Extracted entries ▸
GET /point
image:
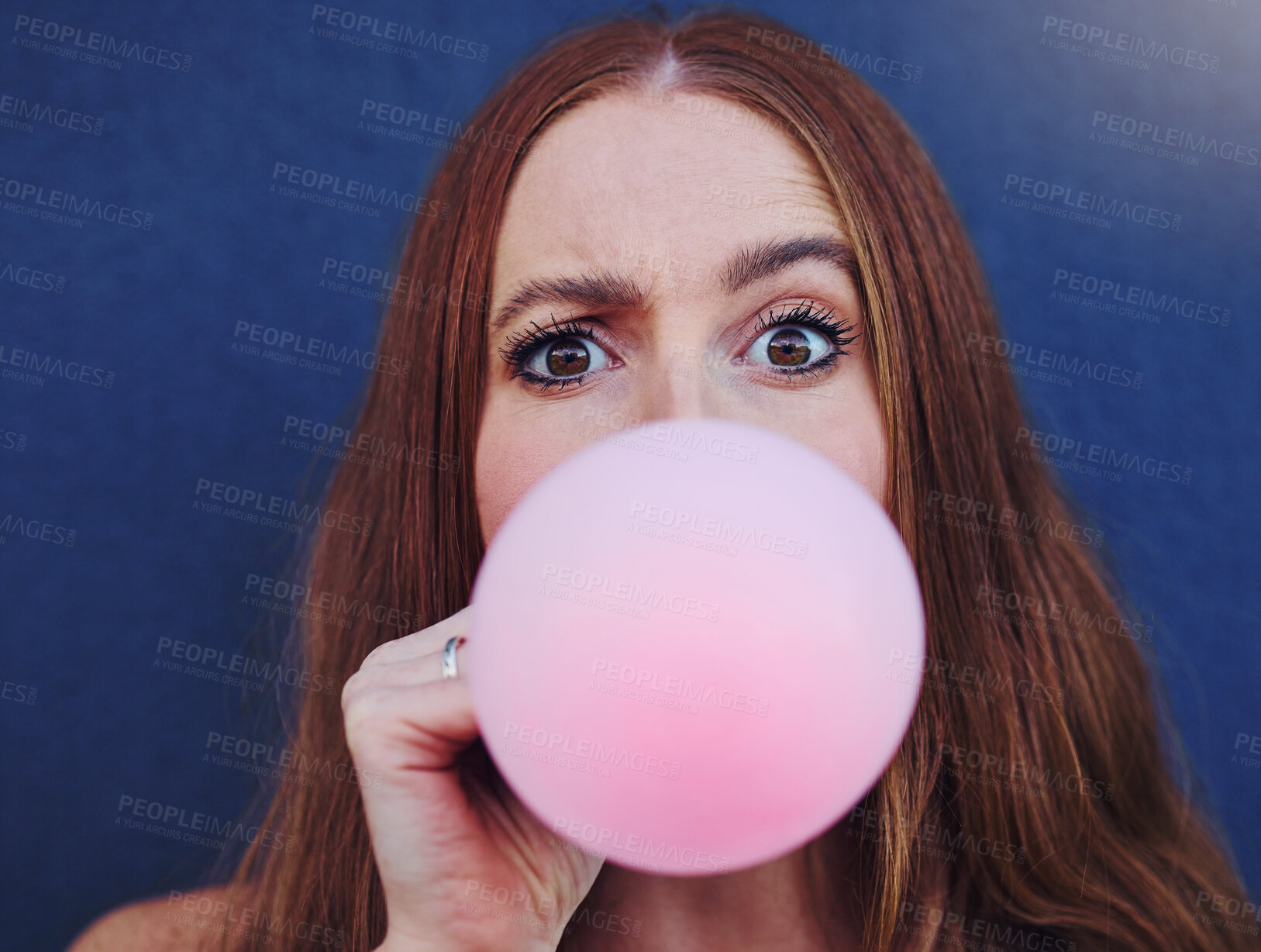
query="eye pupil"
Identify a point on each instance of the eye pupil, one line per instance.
(788, 348)
(567, 357)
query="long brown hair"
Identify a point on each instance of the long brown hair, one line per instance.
(1041, 736)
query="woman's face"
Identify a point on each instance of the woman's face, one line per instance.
(670, 257)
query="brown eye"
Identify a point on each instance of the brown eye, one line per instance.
(788, 348)
(567, 357)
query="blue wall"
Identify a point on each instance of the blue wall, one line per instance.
(149, 307)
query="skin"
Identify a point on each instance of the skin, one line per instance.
(631, 185)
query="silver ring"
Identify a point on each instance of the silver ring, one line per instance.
(450, 656)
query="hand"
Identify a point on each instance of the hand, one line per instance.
(463, 864)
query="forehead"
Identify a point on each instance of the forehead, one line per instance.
(652, 185)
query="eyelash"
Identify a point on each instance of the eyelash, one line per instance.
(522, 344)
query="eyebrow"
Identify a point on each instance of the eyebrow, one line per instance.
(603, 290)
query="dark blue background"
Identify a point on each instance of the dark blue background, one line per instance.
(158, 308)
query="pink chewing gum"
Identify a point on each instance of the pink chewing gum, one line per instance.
(694, 646)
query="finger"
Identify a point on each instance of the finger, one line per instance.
(420, 670)
(401, 729)
(420, 643)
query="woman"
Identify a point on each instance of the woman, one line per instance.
(714, 219)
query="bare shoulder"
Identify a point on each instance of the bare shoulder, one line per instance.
(177, 922)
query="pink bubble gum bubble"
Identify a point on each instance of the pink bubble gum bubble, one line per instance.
(694, 646)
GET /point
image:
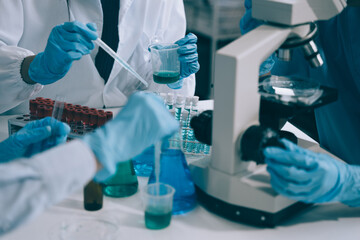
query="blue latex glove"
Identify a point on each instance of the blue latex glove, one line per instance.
(247, 23)
(142, 122)
(312, 177)
(35, 137)
(188, 58)
(66, 43)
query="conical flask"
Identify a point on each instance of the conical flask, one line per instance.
(175, 171)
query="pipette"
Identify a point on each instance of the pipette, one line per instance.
(119, 60)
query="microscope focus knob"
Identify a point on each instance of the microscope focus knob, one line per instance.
(202, 125)
(255, 139)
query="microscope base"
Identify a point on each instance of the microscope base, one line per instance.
(247, 215)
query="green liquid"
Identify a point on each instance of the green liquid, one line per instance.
(157, 221)
(166, 77)
(124, 183)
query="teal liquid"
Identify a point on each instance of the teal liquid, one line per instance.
(157, 220)
(124, 183)
(166, 77)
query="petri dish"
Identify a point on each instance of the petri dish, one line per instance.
(292, 89)
(89, 228)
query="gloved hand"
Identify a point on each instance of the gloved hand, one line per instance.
(141, 123)
(66, 43)
(188, 58)
(247, 23)
(312, 177)
(35, 137)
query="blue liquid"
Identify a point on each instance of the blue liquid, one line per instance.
(175, 172)
(144, 163)
(155, 220)
(123, 183)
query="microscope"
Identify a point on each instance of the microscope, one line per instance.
(230, 184)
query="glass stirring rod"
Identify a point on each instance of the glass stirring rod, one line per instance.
(119, 60)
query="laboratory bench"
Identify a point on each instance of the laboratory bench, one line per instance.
(125, 218)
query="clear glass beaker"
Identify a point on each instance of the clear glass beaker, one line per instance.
(144, 162)
(175, 171)
(158, 204)
(165, 62)
(123, 183)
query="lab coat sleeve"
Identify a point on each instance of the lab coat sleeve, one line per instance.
(30, 185)
(13, 90)
(172, 27)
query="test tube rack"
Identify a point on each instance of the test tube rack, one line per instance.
(81, 119)
(183, 108)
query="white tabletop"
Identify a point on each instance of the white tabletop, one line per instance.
(327, 222)
(321, 222)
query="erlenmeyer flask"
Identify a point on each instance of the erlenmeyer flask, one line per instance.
(174, 171)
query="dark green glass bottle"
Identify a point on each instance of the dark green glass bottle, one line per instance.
(123, 183)
(93, 196)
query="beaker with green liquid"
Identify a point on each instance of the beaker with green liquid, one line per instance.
(165, 62)
(123, 183)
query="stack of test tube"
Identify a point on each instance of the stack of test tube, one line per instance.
(183, 109)
(81, 119)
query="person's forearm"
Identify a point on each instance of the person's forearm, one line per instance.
(24, 70)
(28, 186)
(350, 191)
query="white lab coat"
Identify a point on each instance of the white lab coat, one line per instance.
(26, 24)
(30, 185)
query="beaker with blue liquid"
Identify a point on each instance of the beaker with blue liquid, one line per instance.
(165, 62)
(175, 172)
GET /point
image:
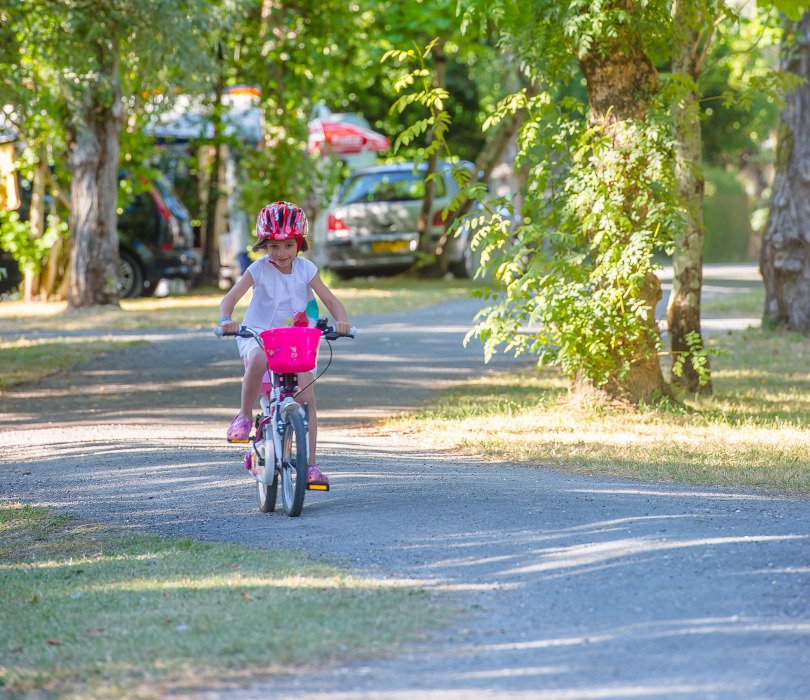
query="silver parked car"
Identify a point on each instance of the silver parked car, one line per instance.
(372, 225)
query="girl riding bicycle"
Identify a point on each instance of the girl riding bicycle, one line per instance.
(284, 289)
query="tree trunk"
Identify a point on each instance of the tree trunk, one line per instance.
(785, 256)
(94, 195)
(620, 79)
(36, 220)
(424, 224)
(210, 242)
(683, 310)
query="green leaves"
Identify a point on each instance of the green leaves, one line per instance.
(792, 9)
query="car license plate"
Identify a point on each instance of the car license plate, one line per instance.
(390, 246)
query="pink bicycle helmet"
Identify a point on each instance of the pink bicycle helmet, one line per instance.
(282, 220)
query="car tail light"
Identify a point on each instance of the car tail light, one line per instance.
(337, 226)
(439, 218)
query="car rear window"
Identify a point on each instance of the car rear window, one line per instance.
(402, 186)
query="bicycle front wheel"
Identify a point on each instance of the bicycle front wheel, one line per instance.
(294, 465)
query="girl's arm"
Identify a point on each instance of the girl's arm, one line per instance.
(332, 303)
(229, 301)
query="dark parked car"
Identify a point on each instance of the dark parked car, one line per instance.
(10, 275)
(372, 226)
(155, 241)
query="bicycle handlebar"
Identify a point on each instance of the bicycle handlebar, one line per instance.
(328, 332)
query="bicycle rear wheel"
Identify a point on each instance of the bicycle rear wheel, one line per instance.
(268, 493)
(294, 465)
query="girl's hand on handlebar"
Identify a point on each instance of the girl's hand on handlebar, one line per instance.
(229, 326)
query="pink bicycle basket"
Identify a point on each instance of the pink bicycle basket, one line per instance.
(293, 349)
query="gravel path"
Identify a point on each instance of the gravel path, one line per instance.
(568, 586)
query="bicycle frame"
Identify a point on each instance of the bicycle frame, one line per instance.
(276, 401)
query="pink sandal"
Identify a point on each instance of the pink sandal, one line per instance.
(239, 429)
(316, 480)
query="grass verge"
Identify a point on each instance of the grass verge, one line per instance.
(753, 431)
(200, 309)
(99, 612)
(31, 360)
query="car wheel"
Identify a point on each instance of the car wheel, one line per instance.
(130, 276)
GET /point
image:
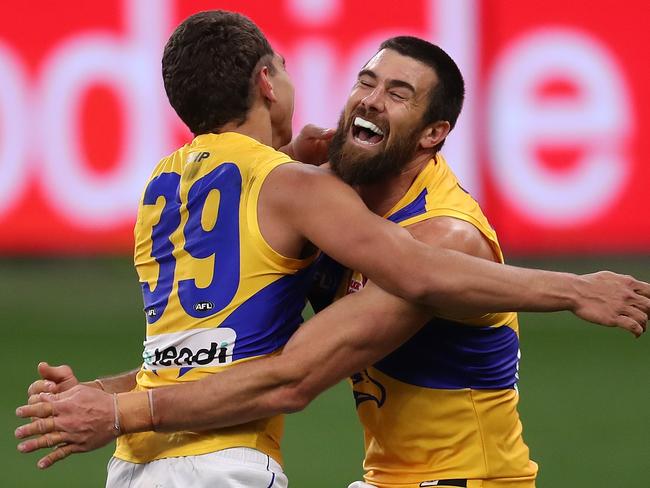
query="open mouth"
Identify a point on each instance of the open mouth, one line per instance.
(365, 132)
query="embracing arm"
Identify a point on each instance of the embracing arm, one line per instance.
(331, 215)
(57, 379)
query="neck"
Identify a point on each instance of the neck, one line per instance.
(256, 126)
(380, 197)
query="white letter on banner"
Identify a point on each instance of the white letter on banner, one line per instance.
(14, 107)
(132, 67)
(597, 120)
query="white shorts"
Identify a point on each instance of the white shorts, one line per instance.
(238, 467)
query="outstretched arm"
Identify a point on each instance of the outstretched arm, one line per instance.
(57, 379)
(354, 332)
(317, 205)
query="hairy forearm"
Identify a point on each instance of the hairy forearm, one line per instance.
(346, 337)
(118, 383)
(473, 285)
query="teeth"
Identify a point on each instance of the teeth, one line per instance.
(359, 122)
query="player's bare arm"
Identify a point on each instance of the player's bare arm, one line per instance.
(57, 379)
(318, 207)
(354, 332)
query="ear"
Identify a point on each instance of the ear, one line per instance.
(433, 134)
(265, 85)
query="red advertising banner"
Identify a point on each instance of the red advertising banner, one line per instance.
(549, 140)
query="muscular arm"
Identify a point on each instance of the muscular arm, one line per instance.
(316, 205)
(354, 332)
(57, 379)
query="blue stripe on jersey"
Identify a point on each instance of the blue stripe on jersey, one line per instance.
(416, 207)
(265, 322)
(450, 355)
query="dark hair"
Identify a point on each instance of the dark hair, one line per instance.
(208, 67)
(446, 98)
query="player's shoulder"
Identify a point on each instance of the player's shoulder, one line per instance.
(306, 177)
(452, 233)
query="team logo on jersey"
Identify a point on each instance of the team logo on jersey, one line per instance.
(197, 157)
(356, 283)
(443, 483)
(202, 306)
(188, 349)
(366, 388)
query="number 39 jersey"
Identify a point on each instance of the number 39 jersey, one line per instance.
(442, 408)
(215, 292)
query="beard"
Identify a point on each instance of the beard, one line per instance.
(355, 168)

Problem statement ▸
Pull out every line of the records above that contains the word "glass" and list each one.

Response to this exercise ▸
query="glass stirring rod"
Identify a point on each instance of the glass stirring rod, one line per instance.
query="clear glass beaker"
Identify a point on each instance of the clear glass beaker, one line per instance.
query="dark green glass bottle"
Identify a point on each instance of the dark green glass bottle, one line per instance.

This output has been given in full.